::: INFORMATION SUPPLIED :::
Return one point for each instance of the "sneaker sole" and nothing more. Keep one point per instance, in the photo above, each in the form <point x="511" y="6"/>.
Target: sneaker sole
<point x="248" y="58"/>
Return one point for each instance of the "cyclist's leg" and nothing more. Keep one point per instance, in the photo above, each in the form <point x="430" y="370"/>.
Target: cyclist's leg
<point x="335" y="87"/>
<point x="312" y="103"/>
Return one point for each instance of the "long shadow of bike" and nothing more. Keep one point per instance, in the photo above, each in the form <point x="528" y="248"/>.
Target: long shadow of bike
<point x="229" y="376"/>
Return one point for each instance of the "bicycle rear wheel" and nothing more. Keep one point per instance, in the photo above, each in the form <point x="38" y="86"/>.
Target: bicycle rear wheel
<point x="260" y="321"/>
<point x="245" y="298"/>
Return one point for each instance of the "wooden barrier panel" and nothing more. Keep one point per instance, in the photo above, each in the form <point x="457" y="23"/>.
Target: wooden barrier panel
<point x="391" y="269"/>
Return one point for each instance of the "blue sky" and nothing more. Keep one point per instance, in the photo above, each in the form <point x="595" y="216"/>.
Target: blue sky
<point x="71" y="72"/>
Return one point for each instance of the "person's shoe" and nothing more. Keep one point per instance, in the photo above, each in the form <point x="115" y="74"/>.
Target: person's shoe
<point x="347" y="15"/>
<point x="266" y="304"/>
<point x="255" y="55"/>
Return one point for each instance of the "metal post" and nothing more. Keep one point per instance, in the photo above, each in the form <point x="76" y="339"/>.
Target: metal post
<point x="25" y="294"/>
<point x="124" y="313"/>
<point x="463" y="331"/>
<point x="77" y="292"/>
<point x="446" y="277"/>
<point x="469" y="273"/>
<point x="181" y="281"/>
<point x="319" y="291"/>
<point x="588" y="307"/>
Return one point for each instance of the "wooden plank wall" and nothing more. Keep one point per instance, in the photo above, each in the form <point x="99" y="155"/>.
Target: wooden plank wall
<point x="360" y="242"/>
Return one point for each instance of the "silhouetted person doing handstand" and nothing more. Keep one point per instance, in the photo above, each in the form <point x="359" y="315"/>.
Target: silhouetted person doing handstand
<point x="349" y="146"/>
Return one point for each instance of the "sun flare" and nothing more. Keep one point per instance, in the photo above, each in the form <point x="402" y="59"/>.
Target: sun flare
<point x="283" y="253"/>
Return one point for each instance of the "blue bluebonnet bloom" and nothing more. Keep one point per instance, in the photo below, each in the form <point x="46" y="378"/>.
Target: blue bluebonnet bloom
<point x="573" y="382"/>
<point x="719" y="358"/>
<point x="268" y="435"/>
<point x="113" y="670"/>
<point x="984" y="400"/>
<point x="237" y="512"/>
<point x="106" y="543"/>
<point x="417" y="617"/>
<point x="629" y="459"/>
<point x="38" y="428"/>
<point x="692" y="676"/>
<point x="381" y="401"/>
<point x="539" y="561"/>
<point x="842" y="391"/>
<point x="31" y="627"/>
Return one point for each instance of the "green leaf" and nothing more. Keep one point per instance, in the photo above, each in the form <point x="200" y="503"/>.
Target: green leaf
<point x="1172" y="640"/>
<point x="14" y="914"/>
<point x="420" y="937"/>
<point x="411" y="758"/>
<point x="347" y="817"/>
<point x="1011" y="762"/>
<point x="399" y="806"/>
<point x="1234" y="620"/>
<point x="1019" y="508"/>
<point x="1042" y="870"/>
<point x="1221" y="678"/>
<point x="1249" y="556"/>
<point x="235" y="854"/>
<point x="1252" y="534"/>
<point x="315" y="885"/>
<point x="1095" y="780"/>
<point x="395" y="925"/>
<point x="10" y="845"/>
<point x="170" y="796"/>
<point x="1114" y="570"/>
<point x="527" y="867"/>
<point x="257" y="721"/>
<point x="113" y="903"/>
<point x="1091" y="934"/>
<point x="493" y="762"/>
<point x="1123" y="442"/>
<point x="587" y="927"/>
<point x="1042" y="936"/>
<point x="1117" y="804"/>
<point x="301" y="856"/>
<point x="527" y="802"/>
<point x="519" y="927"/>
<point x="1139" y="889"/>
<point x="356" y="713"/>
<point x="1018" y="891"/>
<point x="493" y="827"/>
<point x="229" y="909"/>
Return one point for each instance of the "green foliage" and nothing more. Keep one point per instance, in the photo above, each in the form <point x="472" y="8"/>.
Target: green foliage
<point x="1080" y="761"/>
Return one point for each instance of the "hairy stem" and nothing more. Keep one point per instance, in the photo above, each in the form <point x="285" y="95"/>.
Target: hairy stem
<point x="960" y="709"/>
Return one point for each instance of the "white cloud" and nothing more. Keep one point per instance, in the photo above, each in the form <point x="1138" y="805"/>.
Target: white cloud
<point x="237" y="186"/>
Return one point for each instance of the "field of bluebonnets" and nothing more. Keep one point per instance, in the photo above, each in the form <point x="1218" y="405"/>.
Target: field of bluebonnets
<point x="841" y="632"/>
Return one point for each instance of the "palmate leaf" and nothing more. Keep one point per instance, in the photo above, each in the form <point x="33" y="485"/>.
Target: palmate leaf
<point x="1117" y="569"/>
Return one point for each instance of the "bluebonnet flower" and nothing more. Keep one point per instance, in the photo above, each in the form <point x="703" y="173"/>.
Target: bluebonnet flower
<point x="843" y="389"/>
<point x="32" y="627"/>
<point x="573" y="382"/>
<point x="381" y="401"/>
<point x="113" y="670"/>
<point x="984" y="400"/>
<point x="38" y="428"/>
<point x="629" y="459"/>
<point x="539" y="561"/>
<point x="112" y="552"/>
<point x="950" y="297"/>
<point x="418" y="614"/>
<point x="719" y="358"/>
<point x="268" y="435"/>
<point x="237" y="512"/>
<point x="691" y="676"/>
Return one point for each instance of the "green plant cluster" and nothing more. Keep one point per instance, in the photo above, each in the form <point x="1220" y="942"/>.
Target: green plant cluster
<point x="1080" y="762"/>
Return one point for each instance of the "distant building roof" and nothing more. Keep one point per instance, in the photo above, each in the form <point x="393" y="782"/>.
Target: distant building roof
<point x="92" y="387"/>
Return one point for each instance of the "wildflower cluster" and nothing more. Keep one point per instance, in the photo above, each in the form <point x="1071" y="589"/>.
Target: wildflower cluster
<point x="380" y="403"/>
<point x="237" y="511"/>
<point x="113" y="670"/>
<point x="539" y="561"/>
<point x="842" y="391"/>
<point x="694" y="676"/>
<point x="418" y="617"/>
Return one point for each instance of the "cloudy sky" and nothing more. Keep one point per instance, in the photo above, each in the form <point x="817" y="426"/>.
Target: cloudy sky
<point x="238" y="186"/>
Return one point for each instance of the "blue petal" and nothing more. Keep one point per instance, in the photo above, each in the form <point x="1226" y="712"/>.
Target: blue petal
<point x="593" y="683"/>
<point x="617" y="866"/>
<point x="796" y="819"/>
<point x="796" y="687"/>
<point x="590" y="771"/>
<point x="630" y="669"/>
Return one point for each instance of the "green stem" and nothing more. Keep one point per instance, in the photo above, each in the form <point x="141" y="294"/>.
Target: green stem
:::
**EXERCISE DIRECTIONS**
Could you please print the entire listing exactly?

**TASK SOLUTION**
Return one point for each instance of the "sneaker sole" and nothing more. Keep one point per instance, in the photo above, each in the form <point x="511" y="6"/>.
Target: sneaker sole
<point x="248" y="58"/>
Return one point for each instance of the "cyclist's leg" and nothing more. Keep one point per instance, in the photo above, each in the form <point x="430" y="370"/>.
Target: cyclist's leg
<point x="335" y="87"/>
<point x="312" y="103"/>
Return one point for each instance of the "long shadow of bike" and nothing more. Keep one point per instance, in the photo above, each in the form <point x="528" y="248"/>.
Target: long shadow of bike
<point x="229" y="376"/>
Return one point for each instance of the "bicycle rear wheel" and nothing more. Keep one point per instance, in the photo above, each in the form <point x="38" y="86"/>.
Target: bicycle rear wheel
<point x="260" y="321"/>
<point x="245" y="298"/>
Return one point for each instance of the "wooden barrier panel" and nothing more. Keep one point per instance, in the photo above, each in the form <point x="457" y="23"/>.
Target: wooden barrier panel
<point x="391" y="269"/>
Return one point for each instance of the "blue sky" and nothing more. Keep one point per instance, in the photo above, each in the form <point x="595" y="216"/>.
Target: blue sky
<point x="71" y="72"/>
Return one point for each instance of the "person's shoe" and nothing more. Keep one point per instance, in the photo above, each in the form <point x="115" y="74"/>.
Target: person's shoe
<point x="347" y="15"/>
<point x="266" y="304"/>
<point x="255" y="55"/>
Return one point for each instance of the "metal post" and nothing more. Keep one point per instance, in the photo above, each in the form <point x="76" y="339"/>.
Target: metal post
<point x="25" y="294"/>
<point x="124" y="313"/>
<point x="463" y="331"/>
<point x="77" y="292"/>
<point x="446" y="277"/>
<point x="469" y="273"/>
<point x="181" y="281"/>
<point x="319" y="291"/>
<point x="588" y="307"/>
Return one point for each instance of the "wooden plank wall" and nothing more. Keep one point per instance, in the photo above, each in the form <point x="99" y="155"/>.
Target: wooden plank wall
<point x="360" y="242"/>
Return one point for each instance of the "silhouetted person doing handstand" and nothing more. Keep one point per instance, in the photo above, each in the form <point x="359" y="315"/>.
Target: silhouetted person doing handstand
<point x="349" y="146"/>
Return one point for each instance of the "sun flare" and nothing more. Keep one point per instance, in the photo above, each in the form <point x="402" y="59"/>.
Target: sun flare
<point x="283" y="253"/>
Return one point for each instance of the "blue bluebonnet bloom" and nothing more. Keep one point per instance, in the photo below, each in the form <point x="46" y="378"/>.
Target: blue bluebonnet bloom
<point x="573" y="382"/>
<point x="719" y="358"/>
<point x="268" y="435"/>
<point x="113" y="670"/>
<point x="984" y="400"/>
<point x="237" y="512"/>
<point x="106" y="543"/>
<point x="417" y="617"/>
<point x="629" y="459"/>
<point x="38" y="428"/>
<point x="692" y="676"/>
<point x="381" y="401"/>
<point x="539" y="561"/>
<point x="842" y="391"/>
<point x="31" y="627"/>
Return one point for each instance of the "green leaf" and nothing more. Keep one point per instance, in the photo above, each in the form <point x="200" y="503"/>.
Target: green leaf
<point x="1172" y="640"/>
<point x="14" y="914"/>
<point x="420" y="937"/>
<point x="411" y="758"/>
<point x="347" y="817"/>
<point x="1011" y="762"/>
<point x="399" y="806"/>
<point x="1234" y="620"/>
<point x="1019" y="508"/>
<point x="1042" y="870"/>
<point x="1221" y="678"/>
<point x="1249" y="556"/>
<point x="235" y="854"/>
<point x="1252" y="534"/>
<point x="315" y="885"/>
<point x="1095" y="780"/>
<point x="395" y="925"/>
<point x="10" y="845"/>
<point x="170" y="796"/>
<point x="1114" y="570"/>
<point x="527" y="867"/>
<point x="257" y="721"/>
<point x="113" y="903"/>
<point x="1091" y="934"/>
<point x="493" y="762"/>
<point x="1123" y="442"/>
<point x="587" y="927"/>
<point x="1042" y="936"/>
<point x="1117" y="804"/>
<point x="301" y="856"/>
<point x="527" y="802"/>
<point x="519" y="927"/>
<point x="1139" y="889"/>
<point x="356" y="713"/>
<point x="1018" y="891"/>
<point x="493" y="827"/>
<point x="229" y="909"/>
Return one point for each instance of the "green foliage" and nothing more. Keep one point per instance, in the photo above, each in the form <point x="472" y="8"/>.
Target: green foliage
<point x="1080" y="761"/>
Return one point for each instance of the "hairy stem" and nothing more. Keep one point per instance, in the photo above, each in the form <point x="285" y="95"/>.
Target: hairy stem
<point x="960" y="709"/>
Return one point for each instance of the "white cloud" and nothing more. Keep one point per instance, in the photo above, each in the form <point x="1138" y="805"/>.
Target: white cloud
<point x="237" y="186"/>
Return one point for each instance of the "field of bluebonnets" and nothing more. Keep one point per instance, in the photo above, each in the form <point x="1218" y="405"/>.
Target: field of bluebonnets
<point x="841" y="632"/>
Return one point for each instance of the "palmate leaf" and nothing more. Keep one point per instance, in the photo above, each in the form <point x="33" y="485"/>.
Target: palmate leaf
<point x="1117" y="569"/>
Return one point for each instance of the "bluebonnet flower" and nothing more. Keep one point per instance, in the photo above, each in the form <point x="703" y="173"/>.
Target: bluebonnet flower
<point x="843" y="389"/>
<point x="32" y="627"/>
<point x="573" y="382"/>
<point x="381" y="401"/>
<point x="113" y="670"/>
<point x="984" y="400"/>
<point x="38" y="428"/>
<point x="629" y="459"/>
<point x="539" y="561"/>
<point x="112" y="552"/>
<point x="950" y="297"/>
<point x="418" y="614"/>
<point x="719" y="358"/>
<point x="268" y="435"/>
<point x="237" y="512"/>
<point x="691" y="676"/>
Return one point for each instance of the "green plant cluster" and nothing more. Keep one point per instance, in the photo above, each in the form <point x="1220" y="942"/>.
Target: green plant cluster
<point x="1080" y="762"/>
Return one point for each instance of the "distant building roof" and nothing more. Keep one point per instance, in the photo above, each in the form <point x="393" y="782"/>.
Target: distant building roof
<point x="92" y="387"/>
Return one point for each instance of the "wildflower cluster" and nothing more. Keep one point per instance, in the photo above, each in the form <point x="1071" y="589"/>.
Target: wildflower cluster
<point x="380" y="403"/>
<point x="237" y="511"/>
<point x="113" y="670"/>
<point x="539" y="561"/>
<point x="842" y="391"/>
<point x="694" y="676"/>
<point x="418" y="617"/>
Return one point for each instance of the "cloudy sky" and nothing more. Keep one point per instance, in the photo above, each in the form <point x="817" y="426"/>.
Target: cloudy sky
<point x="238" y="186"/>
Return one point for each instance of the "blue petal" and nothing more. Keep one point per instance, in the photo above, each in the form <point x="1226" y="712"/>.
Target: blue petal
<point x="593" y="683"/>
<point x="617" y="866"/>
<point x="796" y="819"/>
<point x="796" y="687"/>
<point x="590" y="771"/>
<point x="630" y="669"/>
Return one point for each instance of the "green stem" and nothing more. Keep one point per instance, in the photo above, each in the form <point x="141" y="294"/>.
Target: green stem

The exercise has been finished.